Input for this task Block Start
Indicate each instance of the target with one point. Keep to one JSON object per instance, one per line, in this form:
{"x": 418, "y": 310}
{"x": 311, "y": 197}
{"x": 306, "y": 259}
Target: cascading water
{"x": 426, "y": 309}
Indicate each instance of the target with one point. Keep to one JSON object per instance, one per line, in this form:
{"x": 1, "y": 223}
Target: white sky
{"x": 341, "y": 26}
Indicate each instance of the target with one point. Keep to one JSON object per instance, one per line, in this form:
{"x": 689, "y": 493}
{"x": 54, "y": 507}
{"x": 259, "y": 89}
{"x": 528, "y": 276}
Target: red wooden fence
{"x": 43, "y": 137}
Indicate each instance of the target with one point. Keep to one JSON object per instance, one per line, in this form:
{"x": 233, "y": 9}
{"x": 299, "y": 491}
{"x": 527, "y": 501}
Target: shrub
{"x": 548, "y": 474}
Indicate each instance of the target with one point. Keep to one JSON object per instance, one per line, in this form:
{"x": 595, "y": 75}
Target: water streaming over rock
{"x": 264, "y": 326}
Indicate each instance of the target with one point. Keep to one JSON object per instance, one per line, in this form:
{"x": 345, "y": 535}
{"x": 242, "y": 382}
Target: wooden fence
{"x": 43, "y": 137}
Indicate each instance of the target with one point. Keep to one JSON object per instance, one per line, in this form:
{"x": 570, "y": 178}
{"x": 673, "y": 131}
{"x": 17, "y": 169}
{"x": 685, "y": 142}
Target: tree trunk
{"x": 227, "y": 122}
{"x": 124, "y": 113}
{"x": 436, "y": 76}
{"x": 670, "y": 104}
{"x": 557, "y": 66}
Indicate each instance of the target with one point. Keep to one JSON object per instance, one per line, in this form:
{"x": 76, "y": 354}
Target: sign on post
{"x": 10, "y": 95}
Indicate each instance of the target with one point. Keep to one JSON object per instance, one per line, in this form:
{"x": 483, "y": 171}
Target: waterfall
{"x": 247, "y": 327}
Input for this task Block End
Return every line from the one holding "Target: sign on post" through the end of the data, exactly as it appears, with both ends kept and nothing else.

Target: sign on post
{"x": 10, "y": 95}
Indicate each instance of the target with one point. Keep to one JSON object per instance, one per line, in this form:
{"x": 483, "y": 171}
Target: waterfall
{"x": 247, "y": 327}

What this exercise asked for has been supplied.